Exercise details
Tally up the lines in the material where the word "negative" appears, then give the total and nothing else.

The data
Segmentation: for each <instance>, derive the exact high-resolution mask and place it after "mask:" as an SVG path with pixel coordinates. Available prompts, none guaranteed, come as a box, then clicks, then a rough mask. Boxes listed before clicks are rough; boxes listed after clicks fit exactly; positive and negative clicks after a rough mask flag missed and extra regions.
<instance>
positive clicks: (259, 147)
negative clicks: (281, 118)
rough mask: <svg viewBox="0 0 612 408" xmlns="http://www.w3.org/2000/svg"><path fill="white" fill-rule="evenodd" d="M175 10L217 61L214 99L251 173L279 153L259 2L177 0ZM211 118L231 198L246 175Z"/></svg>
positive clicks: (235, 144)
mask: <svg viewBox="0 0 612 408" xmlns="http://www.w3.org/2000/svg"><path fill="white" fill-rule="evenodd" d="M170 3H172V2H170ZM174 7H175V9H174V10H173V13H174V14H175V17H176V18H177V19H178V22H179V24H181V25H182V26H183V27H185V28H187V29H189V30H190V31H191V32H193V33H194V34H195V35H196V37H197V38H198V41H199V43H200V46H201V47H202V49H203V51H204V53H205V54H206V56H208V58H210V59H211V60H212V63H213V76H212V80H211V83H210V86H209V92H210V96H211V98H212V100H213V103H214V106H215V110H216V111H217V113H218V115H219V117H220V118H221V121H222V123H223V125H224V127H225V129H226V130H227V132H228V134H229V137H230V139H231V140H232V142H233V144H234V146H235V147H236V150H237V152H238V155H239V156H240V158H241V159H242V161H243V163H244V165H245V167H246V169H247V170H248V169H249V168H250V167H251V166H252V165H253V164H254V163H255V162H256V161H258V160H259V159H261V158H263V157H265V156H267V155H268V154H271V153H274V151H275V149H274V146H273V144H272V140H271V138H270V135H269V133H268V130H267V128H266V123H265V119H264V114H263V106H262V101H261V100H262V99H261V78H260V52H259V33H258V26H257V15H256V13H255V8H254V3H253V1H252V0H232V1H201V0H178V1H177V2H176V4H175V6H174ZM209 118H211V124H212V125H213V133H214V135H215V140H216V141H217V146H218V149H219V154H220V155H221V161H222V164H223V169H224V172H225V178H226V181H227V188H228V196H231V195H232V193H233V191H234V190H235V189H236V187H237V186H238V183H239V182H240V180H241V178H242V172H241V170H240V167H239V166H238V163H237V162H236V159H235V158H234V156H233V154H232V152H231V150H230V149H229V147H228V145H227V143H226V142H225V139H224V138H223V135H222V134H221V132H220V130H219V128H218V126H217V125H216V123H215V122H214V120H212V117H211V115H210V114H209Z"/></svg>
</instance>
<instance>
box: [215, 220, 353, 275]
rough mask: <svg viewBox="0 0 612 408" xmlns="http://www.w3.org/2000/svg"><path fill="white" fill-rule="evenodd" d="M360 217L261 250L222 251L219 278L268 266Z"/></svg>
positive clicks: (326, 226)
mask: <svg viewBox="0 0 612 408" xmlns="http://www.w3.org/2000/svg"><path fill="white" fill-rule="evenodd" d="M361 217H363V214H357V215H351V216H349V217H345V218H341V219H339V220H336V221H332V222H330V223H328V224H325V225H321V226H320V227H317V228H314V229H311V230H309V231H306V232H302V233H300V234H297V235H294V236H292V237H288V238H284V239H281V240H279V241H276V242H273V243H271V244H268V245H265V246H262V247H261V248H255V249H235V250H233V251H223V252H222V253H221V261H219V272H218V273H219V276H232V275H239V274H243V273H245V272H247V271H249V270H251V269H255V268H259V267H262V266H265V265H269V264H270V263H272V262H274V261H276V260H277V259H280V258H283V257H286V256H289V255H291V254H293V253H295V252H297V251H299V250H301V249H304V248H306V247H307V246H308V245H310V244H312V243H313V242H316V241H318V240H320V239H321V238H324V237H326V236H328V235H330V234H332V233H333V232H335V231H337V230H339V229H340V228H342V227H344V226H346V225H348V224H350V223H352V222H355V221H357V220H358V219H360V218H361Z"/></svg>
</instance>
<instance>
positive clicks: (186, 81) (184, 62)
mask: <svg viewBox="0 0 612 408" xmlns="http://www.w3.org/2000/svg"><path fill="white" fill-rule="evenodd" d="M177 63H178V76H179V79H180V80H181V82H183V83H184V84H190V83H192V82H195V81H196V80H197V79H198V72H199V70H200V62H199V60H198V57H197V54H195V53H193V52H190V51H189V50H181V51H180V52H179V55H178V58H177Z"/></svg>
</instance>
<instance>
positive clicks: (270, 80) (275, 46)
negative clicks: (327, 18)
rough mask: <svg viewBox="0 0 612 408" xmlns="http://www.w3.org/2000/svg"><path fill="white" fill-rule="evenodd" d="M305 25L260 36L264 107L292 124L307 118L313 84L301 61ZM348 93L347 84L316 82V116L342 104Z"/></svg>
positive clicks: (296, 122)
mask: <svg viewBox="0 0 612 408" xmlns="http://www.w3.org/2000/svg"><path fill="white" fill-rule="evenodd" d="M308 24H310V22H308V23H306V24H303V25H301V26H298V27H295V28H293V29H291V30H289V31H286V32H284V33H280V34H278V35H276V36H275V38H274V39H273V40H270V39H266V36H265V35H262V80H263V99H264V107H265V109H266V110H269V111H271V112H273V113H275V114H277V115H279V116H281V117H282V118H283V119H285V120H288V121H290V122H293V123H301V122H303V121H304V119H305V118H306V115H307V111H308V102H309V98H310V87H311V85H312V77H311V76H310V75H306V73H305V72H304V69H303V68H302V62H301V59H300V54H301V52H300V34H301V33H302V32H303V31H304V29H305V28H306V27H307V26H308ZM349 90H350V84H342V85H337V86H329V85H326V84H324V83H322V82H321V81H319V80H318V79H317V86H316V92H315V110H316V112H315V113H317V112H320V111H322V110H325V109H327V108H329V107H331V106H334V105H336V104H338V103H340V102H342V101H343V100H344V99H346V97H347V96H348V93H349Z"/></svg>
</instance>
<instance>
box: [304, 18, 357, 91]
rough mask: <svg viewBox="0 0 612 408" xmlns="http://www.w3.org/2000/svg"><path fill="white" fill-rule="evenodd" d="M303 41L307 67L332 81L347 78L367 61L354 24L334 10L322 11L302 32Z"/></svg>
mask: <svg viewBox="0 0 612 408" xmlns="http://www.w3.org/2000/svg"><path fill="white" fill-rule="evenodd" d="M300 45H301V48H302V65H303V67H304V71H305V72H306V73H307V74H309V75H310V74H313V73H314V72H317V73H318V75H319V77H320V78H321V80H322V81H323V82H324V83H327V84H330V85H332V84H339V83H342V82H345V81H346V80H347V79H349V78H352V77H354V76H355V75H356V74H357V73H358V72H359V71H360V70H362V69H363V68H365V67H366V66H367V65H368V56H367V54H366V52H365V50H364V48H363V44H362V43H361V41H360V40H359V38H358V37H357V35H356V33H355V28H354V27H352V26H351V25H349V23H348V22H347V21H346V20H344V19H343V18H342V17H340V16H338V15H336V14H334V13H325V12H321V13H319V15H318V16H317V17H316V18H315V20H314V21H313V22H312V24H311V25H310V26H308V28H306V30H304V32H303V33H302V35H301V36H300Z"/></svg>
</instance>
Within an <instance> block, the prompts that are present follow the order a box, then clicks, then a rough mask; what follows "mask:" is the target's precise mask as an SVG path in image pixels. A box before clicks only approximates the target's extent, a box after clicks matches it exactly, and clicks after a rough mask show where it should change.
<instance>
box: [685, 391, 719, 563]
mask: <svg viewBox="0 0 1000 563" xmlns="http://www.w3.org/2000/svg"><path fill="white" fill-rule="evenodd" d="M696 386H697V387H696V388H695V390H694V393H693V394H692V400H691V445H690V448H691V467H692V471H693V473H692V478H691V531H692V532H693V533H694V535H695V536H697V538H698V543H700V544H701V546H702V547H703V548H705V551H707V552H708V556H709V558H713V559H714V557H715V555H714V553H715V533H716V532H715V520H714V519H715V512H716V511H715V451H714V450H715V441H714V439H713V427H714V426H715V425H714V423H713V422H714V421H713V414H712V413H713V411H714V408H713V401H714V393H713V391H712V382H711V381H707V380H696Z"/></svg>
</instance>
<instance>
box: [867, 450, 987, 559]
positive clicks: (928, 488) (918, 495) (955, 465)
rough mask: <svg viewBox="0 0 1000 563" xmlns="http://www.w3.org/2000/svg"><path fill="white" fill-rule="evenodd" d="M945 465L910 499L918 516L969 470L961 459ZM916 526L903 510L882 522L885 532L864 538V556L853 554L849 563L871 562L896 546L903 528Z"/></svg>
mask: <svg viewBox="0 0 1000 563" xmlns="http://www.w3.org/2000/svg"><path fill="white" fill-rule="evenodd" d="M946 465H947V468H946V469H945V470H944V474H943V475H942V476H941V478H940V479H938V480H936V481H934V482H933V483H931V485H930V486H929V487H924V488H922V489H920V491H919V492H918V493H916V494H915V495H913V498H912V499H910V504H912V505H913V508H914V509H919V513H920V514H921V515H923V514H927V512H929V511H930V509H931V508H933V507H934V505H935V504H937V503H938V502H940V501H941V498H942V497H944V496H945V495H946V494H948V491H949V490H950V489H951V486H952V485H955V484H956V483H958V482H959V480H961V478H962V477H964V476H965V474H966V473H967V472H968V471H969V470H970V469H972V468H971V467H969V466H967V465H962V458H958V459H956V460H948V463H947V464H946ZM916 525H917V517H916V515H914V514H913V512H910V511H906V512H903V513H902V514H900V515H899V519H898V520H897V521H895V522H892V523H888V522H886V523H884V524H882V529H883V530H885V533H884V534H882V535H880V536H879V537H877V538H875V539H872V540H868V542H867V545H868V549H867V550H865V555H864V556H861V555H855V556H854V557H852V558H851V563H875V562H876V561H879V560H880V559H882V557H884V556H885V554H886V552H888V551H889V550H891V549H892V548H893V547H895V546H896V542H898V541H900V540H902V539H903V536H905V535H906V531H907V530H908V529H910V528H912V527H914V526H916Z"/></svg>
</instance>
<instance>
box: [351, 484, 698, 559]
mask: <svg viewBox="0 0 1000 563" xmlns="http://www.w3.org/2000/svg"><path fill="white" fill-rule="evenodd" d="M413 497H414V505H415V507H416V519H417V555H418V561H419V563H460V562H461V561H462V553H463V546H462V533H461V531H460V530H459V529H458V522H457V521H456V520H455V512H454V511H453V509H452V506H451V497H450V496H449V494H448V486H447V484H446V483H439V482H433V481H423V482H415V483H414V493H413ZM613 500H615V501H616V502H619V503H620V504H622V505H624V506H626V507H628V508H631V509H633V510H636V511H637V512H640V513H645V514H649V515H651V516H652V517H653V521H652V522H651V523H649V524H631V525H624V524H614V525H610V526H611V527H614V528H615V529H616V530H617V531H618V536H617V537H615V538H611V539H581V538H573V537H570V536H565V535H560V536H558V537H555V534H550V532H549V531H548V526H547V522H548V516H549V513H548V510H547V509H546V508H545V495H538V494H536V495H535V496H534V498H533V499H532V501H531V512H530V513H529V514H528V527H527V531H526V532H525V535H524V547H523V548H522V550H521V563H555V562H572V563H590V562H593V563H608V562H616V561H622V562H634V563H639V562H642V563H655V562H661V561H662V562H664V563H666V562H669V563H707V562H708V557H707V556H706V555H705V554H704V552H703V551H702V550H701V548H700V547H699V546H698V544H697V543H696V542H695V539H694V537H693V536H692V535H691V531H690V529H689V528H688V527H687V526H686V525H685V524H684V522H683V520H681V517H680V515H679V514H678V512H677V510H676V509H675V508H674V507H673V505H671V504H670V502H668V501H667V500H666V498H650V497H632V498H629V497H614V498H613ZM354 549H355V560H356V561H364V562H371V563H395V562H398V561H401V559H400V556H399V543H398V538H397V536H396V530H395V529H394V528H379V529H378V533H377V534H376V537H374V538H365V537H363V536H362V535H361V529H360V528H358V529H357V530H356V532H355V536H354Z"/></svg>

Solved problem
3